**PROBLEM REQUIREMENTS**
Please reproduce the heat wave article below word for word, from start to finish.

**DOCUMENT TEXT**
=-=-=-=-=
Nation/World

Scientists find new technique for predicting record-breaking heat waves

In June 2021, temperatures in the Pacific Northwest reached as high as 121 degrees Fahrenheit and were blamed for hundreds of deaths. Many people, including scientists, were surprised by the intensity of the heat, which broke temperature records by a whopping 8 degrees Fahrenheit in some areas. At the time, that level of heat was thought to be beyond the realm of possibility, even by climate models.

Now, research released Tuesday shows that such record-shattering heat waves - dubbed virtually impossible without climate change - can be predicted by existing climate models. The study, which models extreme scenarios for various cities, unlocks a new technique that could help communities better prepare for life-threatening heat waves in the future.

“This is a proof of concept that existing climate models can deliver useful information about the range of possible extreme weather events,” said David Ham, a geoscientific model developer at Imperial College London who was not involved in the study. “Previously, it would not have been believed that they could do so.”
=-=-=-=-=
Point annotation data
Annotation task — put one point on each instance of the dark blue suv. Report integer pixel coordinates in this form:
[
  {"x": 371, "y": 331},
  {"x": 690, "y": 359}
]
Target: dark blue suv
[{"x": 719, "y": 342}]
=-=-=-=-=
**COMPLETED EXERCISE**
Nation/World

Scientists find new technique for predicting record-breaking heat waves

In June 2021, temperatures in the Pacific Northwest reached as high as 121 degrees Fahrenheit and were blamed for hundreds of deaths. Many people, including scientists, were surprised by the intensity of the heat, which broke temperature records by a whopping 8 degrees Fahrenheit in some areas. At the time, that level of heat was thought to be beyond the realm of possibility, even by climate models.

Now, research released Tuesday shows that such record-shattering heat waves - dubbed virtually impossible without climate change - can be predicted by existing climate models. The study, which models extreme scenarios for various cities, unlocks a new technique that could help communities better prepare for life-threatening heat waves in the future.

“This is a proof of concept that existing climate models can deliver useful information about the range of possible extreme weather events,” said David Ham, a geoscientific model developer at Imperial College London who was not involved in the study. “Previously, it would not have been believed that they could do so.”